For all their classical training in the Aristotelian virtues of temperance and fortitude, men cry a great deal in Trollope's work, copiously at times, and far more than women do. Before and during Grace Crawley's interview with Archdeacon Grantly, who means to frighten her with all the power of his ecclesiastical wrath, she exhibits the classical virtues of prudence and fortitude: ‘I am no coward, and I will go to him,' she declares in Chapter
57
, repelling her friend's ‘feminine' efforts to tidy her dress and hair. Grace has been carefully trained in the classics at her father's knee, and is probably better read in Aristotle than the Archdeacon, despite his Oxford education. She remains calm throughout the interview, but he does not: ‘As he looked down upon her face two tears formed themselves in his eyes, and
gradually trickled down his old nose.' Upon hearing of his meeting with Grace, the Archdeacon's wife feels that if she had been there, ‘a more serene mode of business would have been adopted' (ch.

- **Supplied information**

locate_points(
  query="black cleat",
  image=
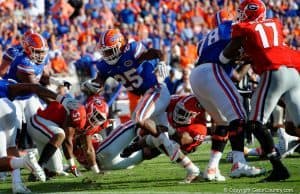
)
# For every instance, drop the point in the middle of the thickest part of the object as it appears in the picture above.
(32, 178)
(277, 175)
(130, 150)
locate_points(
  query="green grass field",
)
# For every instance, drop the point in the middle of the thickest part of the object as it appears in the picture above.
(159, 175)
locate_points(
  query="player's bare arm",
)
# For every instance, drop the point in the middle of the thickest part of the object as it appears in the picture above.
(87, 146)
(150, 54)
(27, 88)
(27, 77)
(231, 50)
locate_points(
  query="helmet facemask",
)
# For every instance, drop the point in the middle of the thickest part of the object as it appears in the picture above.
(111, 54)
(38, 55)
(182, 116)
(96, 118)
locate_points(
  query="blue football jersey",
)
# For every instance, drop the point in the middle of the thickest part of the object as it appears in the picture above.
(135, 77)
(24, 64)
(211, 46)
(4, 88)
(13, 52)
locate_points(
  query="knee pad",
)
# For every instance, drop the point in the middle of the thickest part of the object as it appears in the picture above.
(262, 134)
(236, 127)
(290, 128)
(220, 138)
(149, 153)
(236, 134)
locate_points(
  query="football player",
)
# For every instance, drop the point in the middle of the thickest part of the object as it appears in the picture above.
(27, 67)
(277, 64)
(186, 116)
(83, 138)
(135, 67)
(11, 53)
(213, 87)
(9, 91)
(56, 126)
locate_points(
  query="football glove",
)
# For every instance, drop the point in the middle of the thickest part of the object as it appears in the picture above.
(162, 69)
(91, 87)
(68, 103)
(75, 171)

- **Exercise goal**
In the Trollope passage, what forms in the Archdeacon's eyes as he looks down at Grace's face?

- **Reply**
Two tears form in his eyes.